*Data for review*:
━━━

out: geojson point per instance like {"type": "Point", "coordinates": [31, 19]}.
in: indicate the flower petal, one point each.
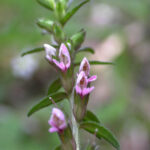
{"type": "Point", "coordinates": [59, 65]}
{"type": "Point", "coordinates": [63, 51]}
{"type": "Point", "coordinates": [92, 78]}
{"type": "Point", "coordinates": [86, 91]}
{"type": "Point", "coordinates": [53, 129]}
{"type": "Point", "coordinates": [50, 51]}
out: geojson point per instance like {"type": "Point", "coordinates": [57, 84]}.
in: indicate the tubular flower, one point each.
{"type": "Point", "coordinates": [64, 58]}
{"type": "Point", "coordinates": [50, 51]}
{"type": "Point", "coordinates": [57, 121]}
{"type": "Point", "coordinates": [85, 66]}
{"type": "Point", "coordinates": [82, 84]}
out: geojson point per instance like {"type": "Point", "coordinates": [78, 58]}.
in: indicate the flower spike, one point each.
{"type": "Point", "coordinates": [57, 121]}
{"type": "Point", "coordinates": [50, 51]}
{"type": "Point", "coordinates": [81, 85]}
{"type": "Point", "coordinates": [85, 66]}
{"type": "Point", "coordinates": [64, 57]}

━━━

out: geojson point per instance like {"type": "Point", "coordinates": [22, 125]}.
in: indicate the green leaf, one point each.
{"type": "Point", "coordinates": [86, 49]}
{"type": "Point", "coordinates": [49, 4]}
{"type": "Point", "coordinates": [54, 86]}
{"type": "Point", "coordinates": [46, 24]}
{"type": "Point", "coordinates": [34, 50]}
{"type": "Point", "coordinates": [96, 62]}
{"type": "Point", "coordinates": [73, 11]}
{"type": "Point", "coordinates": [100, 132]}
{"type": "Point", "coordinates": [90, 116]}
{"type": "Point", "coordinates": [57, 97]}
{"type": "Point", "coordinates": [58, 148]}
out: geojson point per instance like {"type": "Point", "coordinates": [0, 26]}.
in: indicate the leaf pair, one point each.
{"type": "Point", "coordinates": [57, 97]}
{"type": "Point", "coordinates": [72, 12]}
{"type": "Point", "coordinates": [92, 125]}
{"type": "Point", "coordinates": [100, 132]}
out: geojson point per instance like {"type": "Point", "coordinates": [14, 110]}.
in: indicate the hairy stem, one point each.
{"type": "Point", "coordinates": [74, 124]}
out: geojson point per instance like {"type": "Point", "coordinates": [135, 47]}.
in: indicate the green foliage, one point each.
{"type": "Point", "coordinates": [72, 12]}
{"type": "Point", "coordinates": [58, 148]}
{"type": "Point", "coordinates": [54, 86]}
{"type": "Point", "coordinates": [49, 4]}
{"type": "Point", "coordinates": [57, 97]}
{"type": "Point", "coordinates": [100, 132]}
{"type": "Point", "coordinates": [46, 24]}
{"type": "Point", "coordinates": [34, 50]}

━━━

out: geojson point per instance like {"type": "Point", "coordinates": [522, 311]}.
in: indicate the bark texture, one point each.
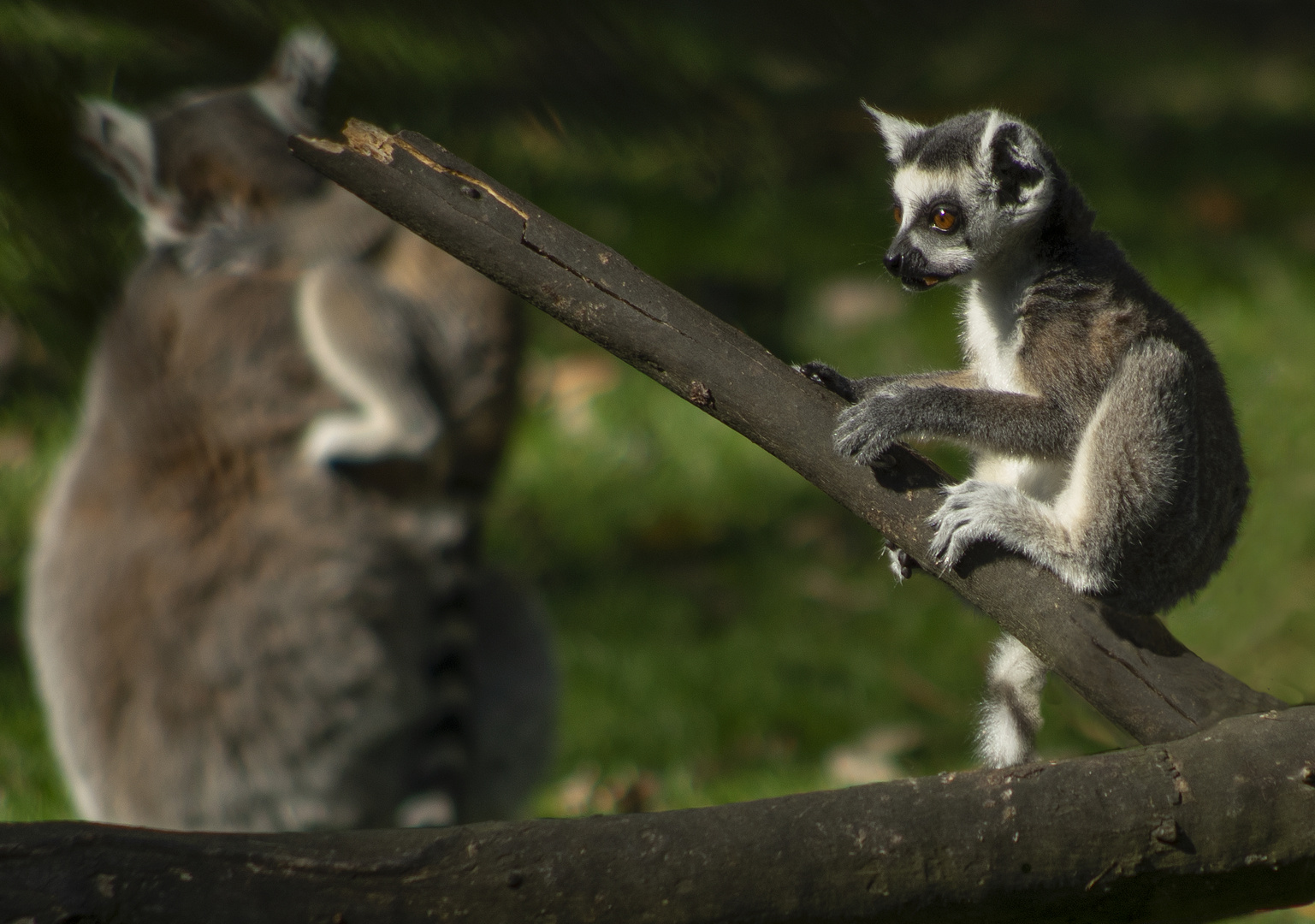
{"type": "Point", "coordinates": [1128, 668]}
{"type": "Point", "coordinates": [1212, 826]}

━━━

*Work instructions*:
Filter the entries above and keep only the lines with the word "instance".

*Task answer*:
out: geojson point per instance like {"type": "Point", "coordinates": [31, 19]}.
out: geojson point per instance like {"type": "Point", "coordinates": [57, 84]}.
out: geojson point per instance like {"type": "Point", "coordinates": [78, 58]}.
out: geojson point per instance like {"type": "Point", "coordinates": [22, 125]}.
out: geojson point per instance like {"type": "Point", "coordinates": [0, 26]}.
out: geojson point per instance like {"type": "Point", "coordinates": [14, 110]}.
out: geojson point per instance like {"type": "Point", "coordinates": [135, 47]}.
out: geojson point per instance like {"type": "Point", "coordinates": [522, 311]}.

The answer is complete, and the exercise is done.